--- Data for this task Enclosed Below ---

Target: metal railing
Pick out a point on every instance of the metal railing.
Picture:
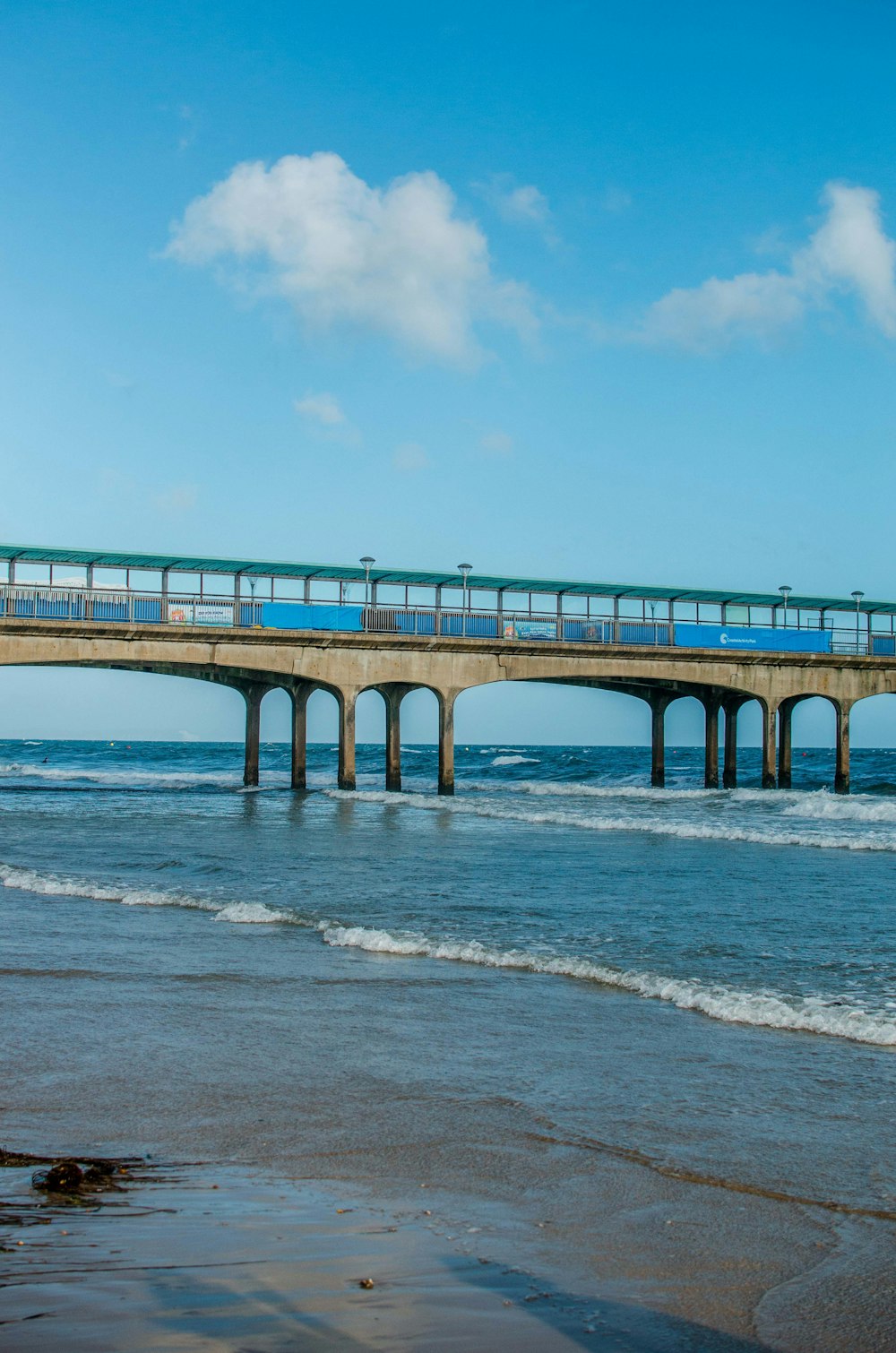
(103, 607)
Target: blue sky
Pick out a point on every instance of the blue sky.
(577, 289)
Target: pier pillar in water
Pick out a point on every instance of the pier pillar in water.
(392, 695)
(785, 743)
(658, 705)
(447, 740)
(712, 705)
(769, 739)
(347, 700)
(254, 693)
(842, 771)
(299, 695)
(729, 763)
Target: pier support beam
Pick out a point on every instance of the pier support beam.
(729, 763)
(712, 703)
(842, 770)
(299, 695)
(392, 695)
(659, 702)
(785, 743)
(254, 693)
(769, 739)
(447, 740)
(347, 700)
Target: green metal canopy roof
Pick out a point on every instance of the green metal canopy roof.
(416, 578)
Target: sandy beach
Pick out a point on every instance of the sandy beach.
(199, 1257)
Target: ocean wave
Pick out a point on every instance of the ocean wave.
(657, 827)
(119, 775)
(50, 885)
(838, 808)
(252, 914)
(577, 789)
(765, 1010)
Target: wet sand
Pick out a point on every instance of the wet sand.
(201, 1257)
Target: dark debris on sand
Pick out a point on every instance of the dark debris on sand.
(64, 1181)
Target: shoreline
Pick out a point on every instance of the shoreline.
(199, 1256)
(212, 1256)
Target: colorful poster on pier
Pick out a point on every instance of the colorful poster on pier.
(530, 629)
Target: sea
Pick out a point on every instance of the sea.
(484, 994)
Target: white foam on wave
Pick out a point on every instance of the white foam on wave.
(771, 835)
(252, 914)
(577, 789)
(50, 885)
(765, 1010)
(835, 808)
(118, 775)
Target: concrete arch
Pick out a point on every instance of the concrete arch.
(347, 663)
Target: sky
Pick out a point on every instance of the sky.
(577, 289)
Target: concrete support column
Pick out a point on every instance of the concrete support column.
(769, 739)
(299, 695)
(658, 705)
(254, 695)
(392, 695)
(712, 705)
(447, 740)
(729, 764)
(842, 771)
(785, 743)
(347, 700)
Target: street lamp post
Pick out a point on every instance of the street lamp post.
(857, 599)
(466, 570)
(464, 599)
(367, 563)
(785, 591)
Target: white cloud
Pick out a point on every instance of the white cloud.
(395, 260)
(497, 443)
(519, 203)
(323, 409)
(849, 254)
(177, 498)
(410, 456)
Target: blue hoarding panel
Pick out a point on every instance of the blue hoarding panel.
(287, 615)
(414, 623)
(753, 637)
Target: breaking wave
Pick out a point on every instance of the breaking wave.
(121, 775)
(766, 1010)
(766, 835)
(252, 914)
(762, 1008)
(50, 885)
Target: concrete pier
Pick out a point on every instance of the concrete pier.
(447, 742)
(712, 703)
(345, 779)
(345, 663)
(254, 695)
(842, 769)
(769, 739)
(785, 743)
(658, 706)
(299, 695)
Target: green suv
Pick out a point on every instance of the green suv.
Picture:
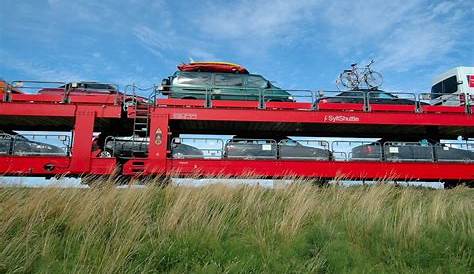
(222, 86)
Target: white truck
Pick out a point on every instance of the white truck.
(454, 87)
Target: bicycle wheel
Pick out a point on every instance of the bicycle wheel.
(373, 79)
(348, 79)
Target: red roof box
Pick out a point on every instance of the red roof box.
(213, 67)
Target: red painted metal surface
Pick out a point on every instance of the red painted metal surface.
(85, 111)
(322, 117)
(55, 110)
(324, 169)
(50, 166)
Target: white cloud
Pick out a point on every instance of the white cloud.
(151, 40)
(400, 34)
(254, 19)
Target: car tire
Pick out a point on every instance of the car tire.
(106, 154)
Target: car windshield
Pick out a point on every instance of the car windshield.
(382, 95)
(232, 80)
(192, 78)
(289, 142)
(250, 141)
(349, 94)
(255, 81)
(99, 86)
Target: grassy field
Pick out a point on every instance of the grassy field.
(237, 229)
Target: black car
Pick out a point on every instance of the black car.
(291, 149)
(251, 148)
(423, 150)
(138, 146)
(16, 144)
(372, 96)
(286, 148)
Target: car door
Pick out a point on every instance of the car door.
(228, 86)
(190, 85)
(256, 84)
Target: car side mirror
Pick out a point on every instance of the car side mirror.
(425, 96)
(165, 82)
(165, 86)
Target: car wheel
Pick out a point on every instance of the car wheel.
(178, 155)
(105, 154)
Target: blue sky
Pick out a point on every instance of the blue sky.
(298, 44)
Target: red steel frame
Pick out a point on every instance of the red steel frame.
(85, 112)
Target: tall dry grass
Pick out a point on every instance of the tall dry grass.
(223, 228)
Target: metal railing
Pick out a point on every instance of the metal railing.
(315, 98)
(64, 89)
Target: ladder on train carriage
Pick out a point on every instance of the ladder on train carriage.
(141, 122)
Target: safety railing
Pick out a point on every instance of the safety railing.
(187, 147)
(405, 100)
(131, 96)
(62, 92)
(6, 143)
(357, 150)
(362, 100)
(408, 151)
(453, 100)
(35, 145)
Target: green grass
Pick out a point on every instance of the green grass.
(241, 229)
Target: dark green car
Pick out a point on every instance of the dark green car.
(222, 86)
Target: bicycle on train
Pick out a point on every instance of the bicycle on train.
(353, 78)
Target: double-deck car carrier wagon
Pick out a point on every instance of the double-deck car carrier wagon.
(157, 126)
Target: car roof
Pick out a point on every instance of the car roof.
(207, 72)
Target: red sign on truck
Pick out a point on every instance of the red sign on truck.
(470, 78)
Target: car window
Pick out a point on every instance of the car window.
(450, 85)
(188, 78)
(99, 86)
(381, 95)
(350, 94)
(288, 142)
(254, 81)
(233, 80)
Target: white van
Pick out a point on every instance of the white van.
(453, 87)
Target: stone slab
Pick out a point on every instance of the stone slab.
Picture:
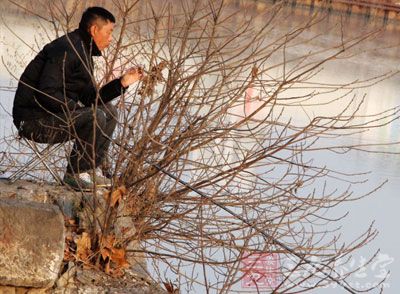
(31, 243)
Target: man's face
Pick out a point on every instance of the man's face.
(101, 33)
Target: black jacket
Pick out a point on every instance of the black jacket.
(60, 76)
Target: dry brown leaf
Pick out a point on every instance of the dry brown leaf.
(119, 258)
(116, 196)
(83, 246)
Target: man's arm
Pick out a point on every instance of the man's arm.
(112, 89)
(52, 93)
(107, 93)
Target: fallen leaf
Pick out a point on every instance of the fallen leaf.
(116, 196)
(83, 246)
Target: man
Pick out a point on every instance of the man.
(57, 99)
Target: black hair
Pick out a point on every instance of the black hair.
(92, 14)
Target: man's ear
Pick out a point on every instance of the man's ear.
(93, 30)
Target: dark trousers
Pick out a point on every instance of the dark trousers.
(90, 144)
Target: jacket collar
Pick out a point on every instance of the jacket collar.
(89, 43)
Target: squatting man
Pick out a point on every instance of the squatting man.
(56, 95)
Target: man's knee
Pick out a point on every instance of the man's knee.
(111, 111)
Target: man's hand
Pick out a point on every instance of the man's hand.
(132, 75)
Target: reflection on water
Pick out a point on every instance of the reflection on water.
(377, 56)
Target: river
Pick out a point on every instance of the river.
(378, 56)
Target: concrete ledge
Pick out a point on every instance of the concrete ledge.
(31, 243)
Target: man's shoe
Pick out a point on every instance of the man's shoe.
(80, 182)
(100, 179)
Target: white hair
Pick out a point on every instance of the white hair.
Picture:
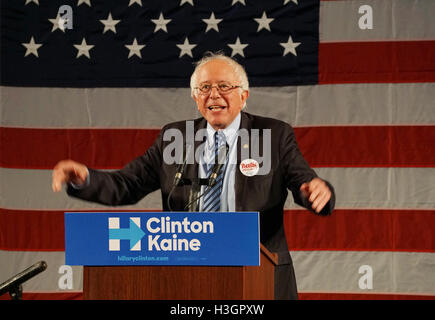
(209, 56)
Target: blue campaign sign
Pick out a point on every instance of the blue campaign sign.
(162, 238)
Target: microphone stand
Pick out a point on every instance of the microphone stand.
(14, 284)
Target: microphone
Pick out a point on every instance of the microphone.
(181, 167)
(13, 283)
(219, 163)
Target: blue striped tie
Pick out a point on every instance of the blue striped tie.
(212, 200)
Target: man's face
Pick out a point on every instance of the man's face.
(219, 109)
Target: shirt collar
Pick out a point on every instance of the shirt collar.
(230, 132)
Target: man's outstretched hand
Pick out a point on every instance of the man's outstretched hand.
(317, 192)
(68, 171)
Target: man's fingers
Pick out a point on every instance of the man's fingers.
(317, 192)
(59, 177)
(68, 171)
(321, 201)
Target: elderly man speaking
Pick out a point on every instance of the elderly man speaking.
(220, 89)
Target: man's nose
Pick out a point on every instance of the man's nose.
(214, 93)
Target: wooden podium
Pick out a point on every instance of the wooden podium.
(182, 282)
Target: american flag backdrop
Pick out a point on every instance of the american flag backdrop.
(355, 78)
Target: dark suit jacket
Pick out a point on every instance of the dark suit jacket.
(263, 193)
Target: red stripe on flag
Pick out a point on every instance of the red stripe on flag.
(98, 148)
(362, 62)
(335, 146)
(37, 230)
(368, 146)
(344, 230)
(360, 296)
(361, 230)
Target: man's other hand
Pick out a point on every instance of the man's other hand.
(68, 171)
(317, 192)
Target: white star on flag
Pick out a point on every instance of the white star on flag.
(287, 1)
(109, 24)
(237, 48)
(263, 22)
(139, 2)
(186, 1)
(241, 1)
(31, 47)
(88, 2)
(186, 48)
(290, 46)
(83, 49)
(135, 49)
(58, 23)
(212, 23)
(161, 23)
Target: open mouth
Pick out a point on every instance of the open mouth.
(212, 108)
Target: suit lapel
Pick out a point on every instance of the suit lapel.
(240, 179)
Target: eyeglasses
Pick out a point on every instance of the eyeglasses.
(222, 87)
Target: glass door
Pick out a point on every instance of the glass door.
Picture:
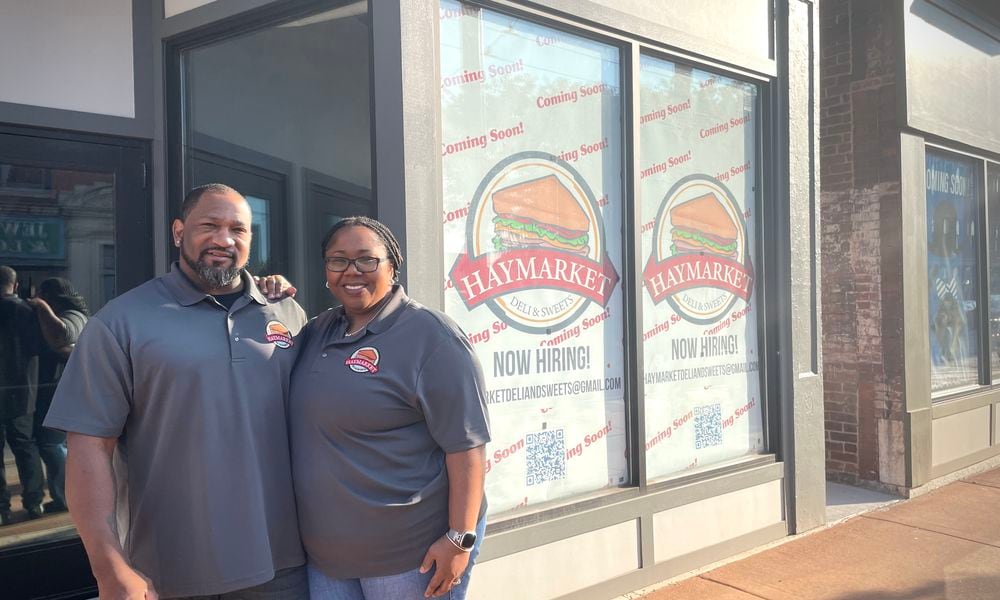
(74, 233)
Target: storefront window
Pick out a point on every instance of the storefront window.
(698, 166)
(952, 270)
(57, 232)
(532, 166)
(993, 198)
(282, 114)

--- End of Enclosed Data for this task ---

● Exercise objective: Nothing but an exact copy is asked for: the lines from the start of the records through the line with "Target: sky", both ends included, minus any pictures.

● Task solution:
Target: metal railing
Pick out a point on every instance of the metal railing.
Picture:
(103, 607)
Target: blue sky
Pick out a point on every instance of the blue sky.
(577, 289)
Target: pier pillar in water
Pick out a point on every instance of the pier pillar in water.
(392, 695)
(785, 743)
(658, 705)
(447, 740)
(712, 705)
(769, 739)
(347, 700)
(254, 693)
(842, 771)
(299, 695)
(729, 763)
Target: pier support beam
Pick out a point on every instance of the pier support beam.
(729, 763)
(712, 703)
(842, 770)
(299, 695)
(392, 695)
(659, 702)
(785, 743)
(254, 693)
(769, 739)
(447, 740)
(347, 700)
Target: green metal canopy roof
Pick out a point on every instance of the green metal canopy roof.
(416, 578)
Target: sandy beach
Pick out a point on every instance of the sandy beach.
(199, 1257)
Target: ocean wave
Pick out a point on every instance of the ocean wave.
(657, 827)
(119, 775)
(50, 885)
(838, 808)
(252, 914)
(577, 789)
(765, 1010)
Target: wet sand
Pick out a point on every instance of the wet sand.
(201, 1257)
Target: dark debris on sand
Pick out a point on every instance of the dark debris on sand.
(64, 1181)
Target: shoreline
Pick out a point on every instance of the shoreline.
(199, 1256)
(212, 1256)
Target: colorful poster on pier
Pick out a point on every instance of the colorful poster on pier.
(530, 629)
Target: sea
Pick out a point on every instance of the sea.
(484, 994)
Target: white foam on wave
Pick out a point on every instance of the white foam on wave.
(771, 835)
(252, 914)
(577, 789)
(50, 885)
(765, 1010)
(835, 808)
(118, 775)
Target: concrete arch
Pick out a point on every instance of the concrete arch.
(347, 663)
Target: sky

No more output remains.